» Stated problem 1
In the forum thread on Keirsey, Jung, and Socionics, what do Keirsey's types attempt to predict?
» Stated problem 2
Continue the forum thread on Keirsey, Jung, and Socionics from its last line.

» Text to read
┌────────
How can you even compare apples to pears to begin more than contend they might be two types of fruit? That is precisely what I'm expressing. I don't enjoy or appreciate Keirsey, I am very clear on this, but did I ever invalidate his findings? No, I didn't. I just don't find his ideas personally interesting or very fulfilling theoretically, which I already expressed. But not once did I claim that his theory is incapable of doing what it attempts to do. I do however think what he _is _doing is very far removed from Jung. 



> And, yes, according to Keirsey, the S prefers non-abstract thinking/communication, whereas the N prefers abstract. It was one of the clarifications of the Jungian/Myers-Briggs theory which he contributed, and quite a compelling one imo. But I agree--we have a divergent understanding of the type preferences, and I can respect that.


Yes, and this is one of the reasons why I think Keirsey has nothing to do with Jung since he clearly contradicts Jung on this matter. It has nothing to do with staying true to the original even, but more with the goal with the theory itself. Keirsey's types attempt to predict human behavior, Jung's types attempt to predict human psychology which might or might not result in what Keirsey observes in people when it comes to what is being the source of behavior. 

Take two people who enjoy fishing. Keirsey might content they are sensors because they both enjoy doing a concrete kind of behavior, but Jung might want to look deeper into why they enjoy fishing. At further inquiry it might turn out that they enjoy fishing for entirely different reasons - one likes it for the calm and how they can enjoy the environment around them, whereas the other enjoys the action when a fish is on the hook. This would to Jung actually imply a great difference between these two people who otherwise share the same interest, because the psychological motivation is different.

This is what I mean that Keirsey to me doesn't offer any intellectual depth. He never bothers to look at motivations or intent but simply describes what there is. This is also why I think Keirsey does something very different from Jung even though he utilizes MBTI terminology, since to Jung, intent is all that matters, _why_ you are the way you are, but Keirsey is more interested in looking at _how_ you are the way you are. 

Do you understand what I'm getting at?


----------



## ThatOneWeirdGuy (Nov 22, 2012)

Nobody besides maybe Kanerou will tell you Socionics is 100% factual. I can assure you, it is not. There are hardly any *valid* scientific studies done on it and there are way too many variables in the human psyche. Not to mention, a lot of typing is up to interpretation. For some people, I can make very solid arguments for 4-5 sociotypes.


----------



## Kanerou (Oct 8, 2009)

ThatOneWeirdGuy said:


> Nobody besides maybe Kanerou will tell you Socionics is 100% factual.


You feel the need to mention me why?


----------



## ThatOneWeirdGuy (Nov 22, 2012)

Kanerou said:


> You feel the need to mention me why?


You've gotten quite defensive of socionics in the past, when its shortcomings were mentioned.

I didn't mention you as a sign of hostility; it was just for the sake of accuracy and truth.


----------



## Kanerou (Oct 8, 2009)

ThatOneWeirdGuy said:


> You've gotten quite defensive of socionics in the past, when its shortcomings were mentioned.


Have I ever said it's 100% factual as is, without any flaws whatsoever?


----------



## ThatOneWeirdGuy (Nov 22, 2012)

Kanerou said:


> Have I ever said it's 100% factual as is, without any flaws whatsoever?
└────────
» Data records
┌────────
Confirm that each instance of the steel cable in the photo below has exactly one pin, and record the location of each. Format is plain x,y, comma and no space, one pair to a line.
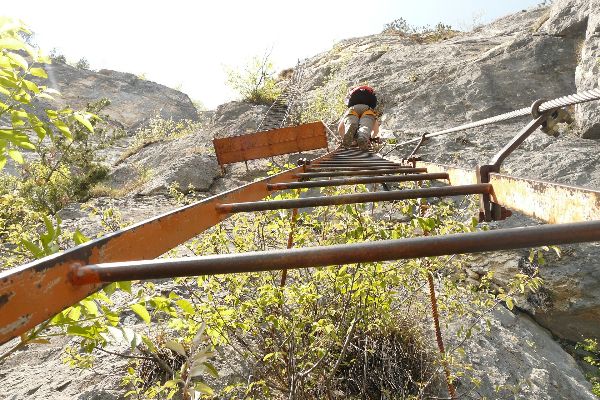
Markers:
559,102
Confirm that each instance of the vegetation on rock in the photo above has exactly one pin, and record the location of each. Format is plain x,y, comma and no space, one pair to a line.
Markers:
└────────
┌────────
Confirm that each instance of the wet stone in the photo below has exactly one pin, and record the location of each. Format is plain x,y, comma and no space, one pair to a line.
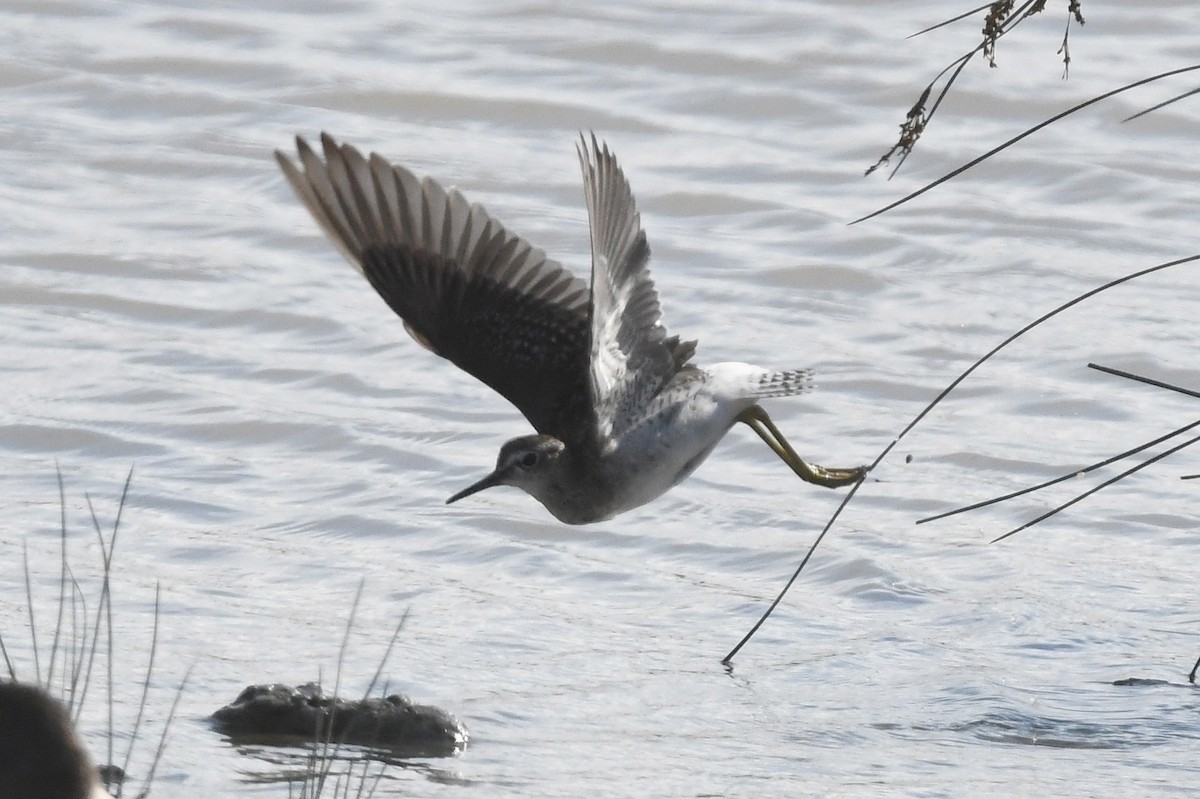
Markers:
└────────
» Written response 1
Human behavior.

» Written response 2
no, but you've denied quite a few flaws

see edit of previous post


----------



## Kanerou (Oct 8, 2009)

ThatOneWeirdGuy said:


> no, but you've denied quite a few flaws
> 
> see edit of previous post


I can refute/deny perceived flaws without believing that every single aspect is true. That's your own (incorrect) assumption. And apparently you either never read or have forgotten the conversations on duality that I've had with people in this subforum.

I didn't take your mention as an attack, just as an irritation. There is no need to single me out, particularly when past actions prove that I don't consider the theory flawless.


----------



## ThatOneWeirdGuy (Nov 22, 2012)

Kanerou said:


> I can refute/deny perceived flaws without believing that every single aspect is true. That's your own (incorrect) assumption. And apparently you either never read or have forgotten the conversations on duality that I've had with people in this subforum.
> 
> I didn't take your mention as an attack, just as an irritation. There is no need to single me out, particularly when past actions prove that I don't consider the theory flawless.


I thought the hyperbolic-ness would be obvious. 

You did think of it as an attack, because you responded aggressively and it "irritated you" and I was "singling you out" (an attack). I did not purposely single you out; you're just the only person on this forum I could think of that would argue for things that would be obviously false to a lot of people about socionics.


----------



## Kanerou (Oct 8, 2009)

ThatOneWeirdGuy said:


> I thought the hyperbolic-ness would be obvious.


Clearly not.



> You did think of it as an attack, because you responded aggressively and it "irritated you" and I was "singling you out" (an attack).


I don't have to think you are intentionally attacking me in order to be irritated and respond accordingly. 



> I did not purposely single you out; you're just the only person on this forum I could think of that would argue for things that would be obviously false to a lot of people about socionics.


Whatever. I'm not arguing your perceptions with you. The fact remains that you didn't have to name me.


----------



## ThatOneWeirdGuy (Nov 22, 2012)

Kanerou said:


> I don't have to think you are intentionally attacking me in order to be irritated and respond accordingly.


basic evolutionary and psychological concept would disagree. well, you're right with "intentionally," but you still perceived it as an attack on a primitive, emotional level



Kanerou said:


> Whatever. I'm not arguing your perceptions with you. The fact remains that you didn't have to name me.


What a wonderful thing to say so that you don't have to actually address what I said and be rational. 





I didn't intend to offend you by mentioning you in reference to people who might - hyperbolicly-speaking - consider socionics 100% factual. By saying "get over yourself, you irrational idiot," I am, however.


----------



## Kanerou (Oct 8, 2009)

ThatOneWeirdGuy said:


> What a wonderful thing to say so that you don't have to actually address what I said and be rational.


I simply don't feel like taking the time and effort that digging through/clarifying your statements and deciding the truth for myself would require. And of course, what you consider obviously wrong may not in fact be so. But that goes back to my first statement. Regardless, if considering me simply irrational makes you feel better about this whole thing, go ahead.



> I didn't intend to offend you by mentioning you in reference to people who might - hyperbolicly-speaking - consider socionics 100% factual. By saying "get over yourself, you irrational idiot," I am, however.


Yawn. Whatever. I think we're done here.


----------



## ThatOneWeirdGuy (Nov 22, 2012)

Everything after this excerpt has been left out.